* _WAS VERLANGT WIRD_
Gib aus dem Artikel über die Filme alles von "Der Leidensdruck lässt" bis hinunter zu "eine Sünde ist." wortgetreu wieder.

* _VORLIEGENDER TEXT_
++++

Von Jörg Albrecht | 20.02.2019
Can you ever forgive me REDAKTIONELLE NUTZUNG & REDAKTIONELLE BUCHCOVER NUR IM KONTEXT DER FILMBERICHTERSTATTUNG!
Melissa McCarthy spielt in dem Film "Can You Forgive Me?" die Schriftstellerin Lee Israel, die Briefe von Prominenten fälscht. (imago stock&people)
"Ich habe Schluss gemacht mit Chloe. Wir haben Schluss gemacht, weil ich denke, dass es wahr ist. Ich denke an Männer."
Der Leidensdruck lässt es aus Jared herausplatzen. Der 19-Jährige outet sich vor seinen Eltern. Was in seinem Fall besonderen Mut erfordert. Denn Jared lebt nicht nur im sogenannten Bibelgürtel im Südosten der USA, wo der Protestantismus besonders stark vertreten ist. Sein Vater ist auch noch ein Baptistenprediger, für den Homosexualität eine Sünde ist.

++++

* _AUSGEWÄHLTE DATEN_

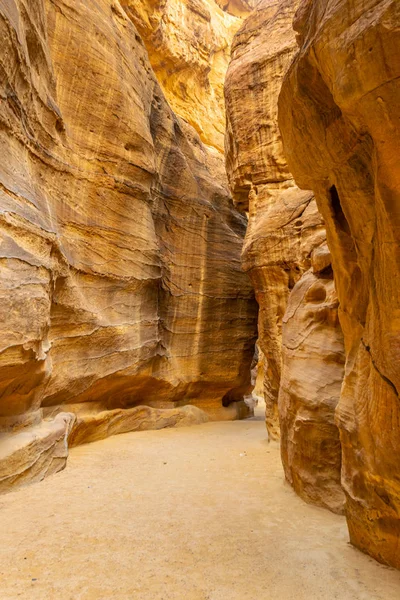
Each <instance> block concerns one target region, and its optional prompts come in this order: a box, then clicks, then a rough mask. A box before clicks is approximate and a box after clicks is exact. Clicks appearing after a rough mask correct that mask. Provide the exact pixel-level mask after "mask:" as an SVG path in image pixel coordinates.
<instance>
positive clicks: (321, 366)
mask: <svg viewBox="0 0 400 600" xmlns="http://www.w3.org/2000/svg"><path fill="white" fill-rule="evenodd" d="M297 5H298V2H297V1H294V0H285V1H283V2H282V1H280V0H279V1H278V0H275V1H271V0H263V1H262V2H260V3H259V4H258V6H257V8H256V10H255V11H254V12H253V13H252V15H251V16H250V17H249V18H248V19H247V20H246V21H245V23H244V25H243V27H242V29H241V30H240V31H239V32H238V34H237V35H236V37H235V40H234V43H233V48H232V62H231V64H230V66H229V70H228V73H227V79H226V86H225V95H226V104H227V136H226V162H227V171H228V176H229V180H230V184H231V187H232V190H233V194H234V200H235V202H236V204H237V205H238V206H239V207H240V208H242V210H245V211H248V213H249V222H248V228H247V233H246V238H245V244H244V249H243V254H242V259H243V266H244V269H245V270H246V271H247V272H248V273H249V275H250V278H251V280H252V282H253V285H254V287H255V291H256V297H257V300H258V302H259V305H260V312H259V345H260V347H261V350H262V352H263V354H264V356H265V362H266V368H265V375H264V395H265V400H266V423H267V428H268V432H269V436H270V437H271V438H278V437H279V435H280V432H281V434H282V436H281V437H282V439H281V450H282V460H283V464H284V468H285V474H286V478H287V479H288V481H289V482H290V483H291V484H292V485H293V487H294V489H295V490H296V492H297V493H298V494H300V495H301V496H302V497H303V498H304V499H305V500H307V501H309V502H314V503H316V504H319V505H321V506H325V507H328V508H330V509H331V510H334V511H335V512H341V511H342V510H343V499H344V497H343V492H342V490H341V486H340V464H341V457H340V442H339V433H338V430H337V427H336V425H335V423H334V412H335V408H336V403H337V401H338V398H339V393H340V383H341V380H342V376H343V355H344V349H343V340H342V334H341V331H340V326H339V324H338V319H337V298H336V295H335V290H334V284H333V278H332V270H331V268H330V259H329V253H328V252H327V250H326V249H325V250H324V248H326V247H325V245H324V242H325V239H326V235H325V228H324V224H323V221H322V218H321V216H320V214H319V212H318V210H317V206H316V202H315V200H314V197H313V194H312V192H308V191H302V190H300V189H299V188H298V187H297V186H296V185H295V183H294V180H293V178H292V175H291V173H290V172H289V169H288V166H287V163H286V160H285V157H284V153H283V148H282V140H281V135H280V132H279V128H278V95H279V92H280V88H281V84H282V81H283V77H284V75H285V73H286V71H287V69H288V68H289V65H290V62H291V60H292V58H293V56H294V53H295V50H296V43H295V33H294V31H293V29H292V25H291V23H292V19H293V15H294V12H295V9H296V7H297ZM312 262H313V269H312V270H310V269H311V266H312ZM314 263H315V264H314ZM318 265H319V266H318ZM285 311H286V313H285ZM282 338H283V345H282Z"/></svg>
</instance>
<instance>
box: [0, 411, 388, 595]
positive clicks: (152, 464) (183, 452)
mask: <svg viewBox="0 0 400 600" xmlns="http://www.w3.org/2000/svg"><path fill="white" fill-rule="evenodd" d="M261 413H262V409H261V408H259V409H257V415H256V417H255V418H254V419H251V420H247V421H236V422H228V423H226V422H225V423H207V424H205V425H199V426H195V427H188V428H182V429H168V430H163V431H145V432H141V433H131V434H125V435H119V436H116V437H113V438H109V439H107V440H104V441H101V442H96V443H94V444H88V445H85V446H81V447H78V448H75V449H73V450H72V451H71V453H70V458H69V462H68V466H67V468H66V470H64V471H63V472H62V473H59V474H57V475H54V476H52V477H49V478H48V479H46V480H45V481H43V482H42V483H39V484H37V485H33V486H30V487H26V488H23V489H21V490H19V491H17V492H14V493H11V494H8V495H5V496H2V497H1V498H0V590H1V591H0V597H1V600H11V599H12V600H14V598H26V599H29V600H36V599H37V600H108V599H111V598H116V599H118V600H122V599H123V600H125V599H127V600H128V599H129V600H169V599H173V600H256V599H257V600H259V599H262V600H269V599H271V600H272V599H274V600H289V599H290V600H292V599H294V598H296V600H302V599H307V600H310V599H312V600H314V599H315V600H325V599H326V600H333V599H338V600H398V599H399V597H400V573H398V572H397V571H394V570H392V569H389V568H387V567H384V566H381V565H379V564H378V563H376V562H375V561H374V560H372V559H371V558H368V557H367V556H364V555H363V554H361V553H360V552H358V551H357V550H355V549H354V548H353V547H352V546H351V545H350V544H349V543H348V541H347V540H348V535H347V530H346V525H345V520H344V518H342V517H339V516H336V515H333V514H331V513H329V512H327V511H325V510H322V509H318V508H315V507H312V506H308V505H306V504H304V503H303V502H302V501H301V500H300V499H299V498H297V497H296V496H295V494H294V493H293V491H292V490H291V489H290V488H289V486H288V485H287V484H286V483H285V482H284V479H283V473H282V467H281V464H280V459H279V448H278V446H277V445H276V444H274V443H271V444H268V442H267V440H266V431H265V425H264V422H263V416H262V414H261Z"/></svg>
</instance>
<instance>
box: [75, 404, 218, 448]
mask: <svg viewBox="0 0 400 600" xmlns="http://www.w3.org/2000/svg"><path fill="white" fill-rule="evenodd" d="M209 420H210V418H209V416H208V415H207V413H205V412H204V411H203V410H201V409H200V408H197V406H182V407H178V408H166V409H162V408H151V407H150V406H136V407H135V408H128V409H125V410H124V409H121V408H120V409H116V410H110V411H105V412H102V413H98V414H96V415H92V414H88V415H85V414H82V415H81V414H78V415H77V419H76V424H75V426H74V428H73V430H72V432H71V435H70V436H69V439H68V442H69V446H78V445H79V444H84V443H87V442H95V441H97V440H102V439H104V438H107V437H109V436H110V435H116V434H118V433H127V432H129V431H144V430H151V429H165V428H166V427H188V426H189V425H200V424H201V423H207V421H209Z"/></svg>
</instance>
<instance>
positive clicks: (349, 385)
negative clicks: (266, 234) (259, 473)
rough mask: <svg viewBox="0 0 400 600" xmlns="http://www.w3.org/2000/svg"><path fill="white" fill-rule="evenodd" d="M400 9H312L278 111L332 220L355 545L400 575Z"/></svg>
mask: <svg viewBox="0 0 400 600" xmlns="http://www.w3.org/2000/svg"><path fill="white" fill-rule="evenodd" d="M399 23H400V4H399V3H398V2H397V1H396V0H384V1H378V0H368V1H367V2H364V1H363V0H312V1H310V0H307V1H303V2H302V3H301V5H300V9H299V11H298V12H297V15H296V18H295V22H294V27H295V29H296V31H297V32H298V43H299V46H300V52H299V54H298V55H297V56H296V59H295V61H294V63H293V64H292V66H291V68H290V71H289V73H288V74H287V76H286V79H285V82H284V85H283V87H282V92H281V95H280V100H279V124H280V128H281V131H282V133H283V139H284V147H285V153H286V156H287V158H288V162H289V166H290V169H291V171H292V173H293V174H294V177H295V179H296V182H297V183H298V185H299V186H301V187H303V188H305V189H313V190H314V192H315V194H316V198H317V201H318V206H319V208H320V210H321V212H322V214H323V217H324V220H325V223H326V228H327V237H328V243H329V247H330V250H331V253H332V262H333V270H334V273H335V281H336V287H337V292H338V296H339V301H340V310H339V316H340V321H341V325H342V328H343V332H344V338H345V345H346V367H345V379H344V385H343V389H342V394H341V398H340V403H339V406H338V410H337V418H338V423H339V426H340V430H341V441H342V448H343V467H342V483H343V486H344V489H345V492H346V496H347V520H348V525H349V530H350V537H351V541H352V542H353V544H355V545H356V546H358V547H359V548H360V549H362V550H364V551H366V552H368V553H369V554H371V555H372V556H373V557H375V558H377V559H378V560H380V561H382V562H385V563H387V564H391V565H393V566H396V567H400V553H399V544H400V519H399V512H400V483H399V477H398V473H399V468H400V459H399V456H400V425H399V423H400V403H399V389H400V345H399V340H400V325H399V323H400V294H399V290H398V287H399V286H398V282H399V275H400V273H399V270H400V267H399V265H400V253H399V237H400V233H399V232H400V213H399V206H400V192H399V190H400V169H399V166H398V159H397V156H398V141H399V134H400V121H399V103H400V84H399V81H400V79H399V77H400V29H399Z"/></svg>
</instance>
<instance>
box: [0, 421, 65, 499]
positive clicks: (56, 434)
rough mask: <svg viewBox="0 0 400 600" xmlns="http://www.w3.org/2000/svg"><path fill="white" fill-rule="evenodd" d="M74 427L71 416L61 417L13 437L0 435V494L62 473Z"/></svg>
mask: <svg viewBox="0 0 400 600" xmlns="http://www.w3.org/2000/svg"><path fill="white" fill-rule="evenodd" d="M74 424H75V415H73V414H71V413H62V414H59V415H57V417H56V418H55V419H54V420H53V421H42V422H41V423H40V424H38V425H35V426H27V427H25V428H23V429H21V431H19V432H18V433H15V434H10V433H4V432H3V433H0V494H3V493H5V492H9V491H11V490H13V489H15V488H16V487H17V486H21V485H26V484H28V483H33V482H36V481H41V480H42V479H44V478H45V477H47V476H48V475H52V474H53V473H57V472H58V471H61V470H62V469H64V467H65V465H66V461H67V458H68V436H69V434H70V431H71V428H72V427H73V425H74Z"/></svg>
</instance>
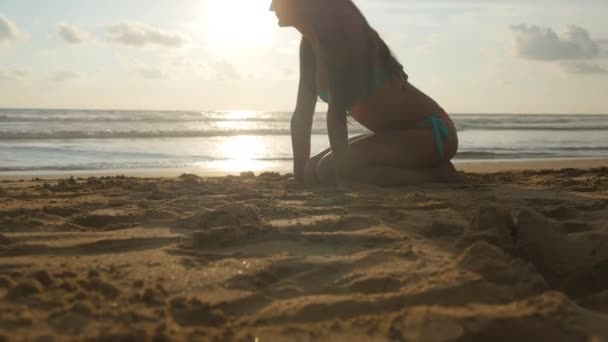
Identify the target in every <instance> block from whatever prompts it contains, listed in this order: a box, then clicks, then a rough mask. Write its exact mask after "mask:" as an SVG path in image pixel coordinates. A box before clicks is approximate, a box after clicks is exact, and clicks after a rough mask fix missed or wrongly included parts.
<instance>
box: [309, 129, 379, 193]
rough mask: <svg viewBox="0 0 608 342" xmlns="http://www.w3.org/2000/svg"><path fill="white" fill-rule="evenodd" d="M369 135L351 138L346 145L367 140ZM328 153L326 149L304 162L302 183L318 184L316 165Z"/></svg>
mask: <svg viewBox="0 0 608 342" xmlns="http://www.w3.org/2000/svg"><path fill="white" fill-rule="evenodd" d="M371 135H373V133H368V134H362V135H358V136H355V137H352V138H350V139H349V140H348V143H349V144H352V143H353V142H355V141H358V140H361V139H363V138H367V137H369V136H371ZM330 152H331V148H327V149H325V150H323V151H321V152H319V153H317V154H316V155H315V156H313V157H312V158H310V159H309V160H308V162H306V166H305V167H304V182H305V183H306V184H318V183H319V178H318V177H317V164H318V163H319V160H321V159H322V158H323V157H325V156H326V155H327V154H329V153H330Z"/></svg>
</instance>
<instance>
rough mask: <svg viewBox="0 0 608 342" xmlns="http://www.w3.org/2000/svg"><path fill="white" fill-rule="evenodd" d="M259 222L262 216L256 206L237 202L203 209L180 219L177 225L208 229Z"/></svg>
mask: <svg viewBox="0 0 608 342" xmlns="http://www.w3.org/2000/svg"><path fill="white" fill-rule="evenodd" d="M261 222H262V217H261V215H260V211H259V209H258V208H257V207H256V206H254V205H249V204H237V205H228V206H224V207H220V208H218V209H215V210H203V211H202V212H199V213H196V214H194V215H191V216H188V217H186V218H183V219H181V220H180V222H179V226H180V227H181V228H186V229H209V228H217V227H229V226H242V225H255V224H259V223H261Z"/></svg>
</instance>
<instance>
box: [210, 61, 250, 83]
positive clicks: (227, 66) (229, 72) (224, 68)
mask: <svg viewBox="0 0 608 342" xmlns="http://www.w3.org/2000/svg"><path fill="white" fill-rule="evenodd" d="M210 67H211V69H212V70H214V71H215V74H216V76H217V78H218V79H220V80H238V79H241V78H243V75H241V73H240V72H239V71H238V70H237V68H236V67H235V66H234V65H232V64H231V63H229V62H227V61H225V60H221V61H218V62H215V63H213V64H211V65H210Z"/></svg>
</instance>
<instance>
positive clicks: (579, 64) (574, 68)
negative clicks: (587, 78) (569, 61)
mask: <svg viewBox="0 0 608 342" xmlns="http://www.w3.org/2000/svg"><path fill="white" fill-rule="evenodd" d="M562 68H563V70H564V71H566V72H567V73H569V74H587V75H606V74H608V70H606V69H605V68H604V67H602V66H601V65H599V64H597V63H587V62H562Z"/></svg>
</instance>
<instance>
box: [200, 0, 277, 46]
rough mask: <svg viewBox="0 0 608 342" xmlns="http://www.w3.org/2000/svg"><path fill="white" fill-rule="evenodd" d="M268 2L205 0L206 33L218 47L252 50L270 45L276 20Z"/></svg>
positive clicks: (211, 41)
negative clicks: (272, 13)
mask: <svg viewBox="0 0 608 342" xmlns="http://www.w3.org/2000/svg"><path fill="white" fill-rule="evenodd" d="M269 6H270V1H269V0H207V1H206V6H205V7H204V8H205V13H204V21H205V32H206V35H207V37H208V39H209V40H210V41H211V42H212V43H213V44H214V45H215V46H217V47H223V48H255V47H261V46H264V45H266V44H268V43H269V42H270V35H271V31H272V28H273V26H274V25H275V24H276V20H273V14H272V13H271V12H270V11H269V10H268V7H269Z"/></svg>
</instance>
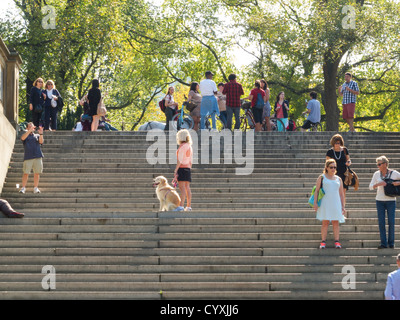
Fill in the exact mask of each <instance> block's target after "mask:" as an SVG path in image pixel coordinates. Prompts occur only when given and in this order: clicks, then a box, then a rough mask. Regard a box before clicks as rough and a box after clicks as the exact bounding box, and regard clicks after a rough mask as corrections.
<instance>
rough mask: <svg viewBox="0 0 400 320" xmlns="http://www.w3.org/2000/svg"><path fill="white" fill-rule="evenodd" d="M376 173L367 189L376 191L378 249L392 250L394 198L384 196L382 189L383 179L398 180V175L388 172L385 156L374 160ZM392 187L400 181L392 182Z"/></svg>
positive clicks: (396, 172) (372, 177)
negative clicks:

++++

* _SCHRIFTLICHE ANTWORT_
Der Leidensdruck lässt es aus Jared herausplatzen. Der 19-Jährige outet sich vor seinen Eltern. Was in seinem Fall besonderen Mut erfordert. Denn Jared lebt nicht nur im sogenannten Bibelgürtel im Südosten der USA, wo der Protestantismus besonders stark vertreten ist. Sein Vater ist auch noch ein Baptistenprediger, für den Homosexualität eine Sünde ist.